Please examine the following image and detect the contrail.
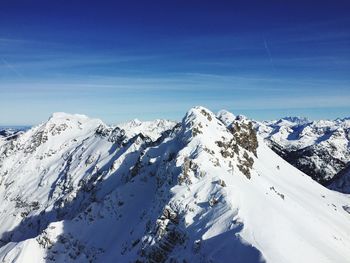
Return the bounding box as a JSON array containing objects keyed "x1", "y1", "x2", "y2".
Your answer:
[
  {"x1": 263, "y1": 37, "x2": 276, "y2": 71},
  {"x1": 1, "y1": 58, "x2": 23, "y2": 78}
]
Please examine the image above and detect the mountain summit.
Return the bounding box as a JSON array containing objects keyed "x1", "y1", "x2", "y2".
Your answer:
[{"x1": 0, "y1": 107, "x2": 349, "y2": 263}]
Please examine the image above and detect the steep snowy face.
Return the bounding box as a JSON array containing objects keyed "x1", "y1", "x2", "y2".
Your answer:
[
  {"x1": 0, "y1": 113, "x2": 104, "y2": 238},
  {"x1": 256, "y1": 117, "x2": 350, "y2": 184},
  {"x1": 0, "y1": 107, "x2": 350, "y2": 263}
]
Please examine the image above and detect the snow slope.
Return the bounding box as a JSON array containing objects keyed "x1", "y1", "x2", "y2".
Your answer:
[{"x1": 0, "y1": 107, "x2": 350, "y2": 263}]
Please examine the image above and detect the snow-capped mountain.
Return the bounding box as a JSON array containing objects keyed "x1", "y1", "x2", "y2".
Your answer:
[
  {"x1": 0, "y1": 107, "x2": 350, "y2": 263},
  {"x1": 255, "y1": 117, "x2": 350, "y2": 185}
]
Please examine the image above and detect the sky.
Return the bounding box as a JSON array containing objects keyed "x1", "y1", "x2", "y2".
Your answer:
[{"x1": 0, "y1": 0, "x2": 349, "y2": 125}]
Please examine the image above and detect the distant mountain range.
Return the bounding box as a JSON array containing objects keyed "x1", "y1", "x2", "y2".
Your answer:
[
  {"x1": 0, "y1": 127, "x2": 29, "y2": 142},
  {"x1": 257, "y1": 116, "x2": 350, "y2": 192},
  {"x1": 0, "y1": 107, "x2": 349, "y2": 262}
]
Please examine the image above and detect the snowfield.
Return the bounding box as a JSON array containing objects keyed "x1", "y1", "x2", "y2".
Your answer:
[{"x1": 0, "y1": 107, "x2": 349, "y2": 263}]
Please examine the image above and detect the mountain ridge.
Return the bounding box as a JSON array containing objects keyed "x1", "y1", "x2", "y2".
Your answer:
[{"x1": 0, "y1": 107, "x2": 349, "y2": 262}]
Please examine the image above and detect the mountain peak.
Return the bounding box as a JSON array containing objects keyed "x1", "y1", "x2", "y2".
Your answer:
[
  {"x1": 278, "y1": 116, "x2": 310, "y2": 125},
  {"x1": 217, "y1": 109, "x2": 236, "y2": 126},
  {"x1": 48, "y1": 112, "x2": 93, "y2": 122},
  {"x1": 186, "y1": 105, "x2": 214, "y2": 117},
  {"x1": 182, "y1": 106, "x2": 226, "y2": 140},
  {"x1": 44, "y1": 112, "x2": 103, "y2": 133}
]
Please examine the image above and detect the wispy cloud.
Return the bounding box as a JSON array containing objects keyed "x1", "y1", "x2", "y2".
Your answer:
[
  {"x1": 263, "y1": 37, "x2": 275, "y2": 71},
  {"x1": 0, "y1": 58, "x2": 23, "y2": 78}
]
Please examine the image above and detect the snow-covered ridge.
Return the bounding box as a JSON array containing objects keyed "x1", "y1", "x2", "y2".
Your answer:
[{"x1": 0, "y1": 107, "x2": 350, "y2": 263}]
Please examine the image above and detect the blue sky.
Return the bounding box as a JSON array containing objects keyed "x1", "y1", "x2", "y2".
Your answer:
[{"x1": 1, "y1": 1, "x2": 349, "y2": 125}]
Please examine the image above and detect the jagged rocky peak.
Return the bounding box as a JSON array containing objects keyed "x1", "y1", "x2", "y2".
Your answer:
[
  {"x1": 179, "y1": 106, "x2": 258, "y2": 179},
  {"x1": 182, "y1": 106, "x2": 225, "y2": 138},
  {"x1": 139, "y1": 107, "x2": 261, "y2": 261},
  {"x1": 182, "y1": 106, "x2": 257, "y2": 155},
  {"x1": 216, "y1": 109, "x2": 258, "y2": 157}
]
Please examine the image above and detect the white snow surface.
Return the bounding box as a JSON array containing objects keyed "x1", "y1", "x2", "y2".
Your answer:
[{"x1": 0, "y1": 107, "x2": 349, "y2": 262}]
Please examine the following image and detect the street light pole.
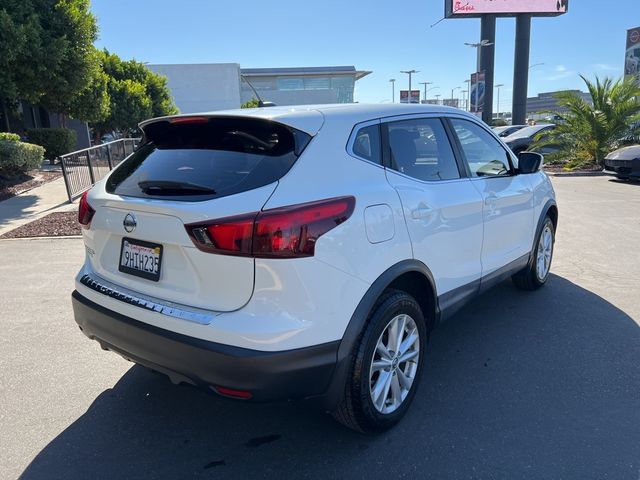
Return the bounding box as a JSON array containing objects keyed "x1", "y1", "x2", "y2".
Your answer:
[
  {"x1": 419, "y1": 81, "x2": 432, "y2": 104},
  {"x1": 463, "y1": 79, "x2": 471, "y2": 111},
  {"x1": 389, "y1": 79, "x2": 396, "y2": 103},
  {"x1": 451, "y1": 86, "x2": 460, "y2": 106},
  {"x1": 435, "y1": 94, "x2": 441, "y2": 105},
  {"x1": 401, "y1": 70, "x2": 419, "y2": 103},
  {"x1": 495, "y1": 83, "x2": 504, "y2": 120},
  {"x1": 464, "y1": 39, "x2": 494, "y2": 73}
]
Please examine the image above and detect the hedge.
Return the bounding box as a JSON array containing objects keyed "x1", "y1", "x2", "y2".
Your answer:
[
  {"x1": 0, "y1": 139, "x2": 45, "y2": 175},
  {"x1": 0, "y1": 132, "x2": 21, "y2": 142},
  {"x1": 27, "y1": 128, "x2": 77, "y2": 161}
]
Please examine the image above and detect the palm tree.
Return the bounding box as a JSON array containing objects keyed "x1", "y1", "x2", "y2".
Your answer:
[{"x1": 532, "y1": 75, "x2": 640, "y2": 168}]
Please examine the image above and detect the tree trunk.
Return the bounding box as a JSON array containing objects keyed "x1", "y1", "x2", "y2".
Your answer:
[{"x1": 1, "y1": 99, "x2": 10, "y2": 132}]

Task instructions:
Please state how many lines of the listing above hold "peak", giving the number and nothing else.

Written solution:
2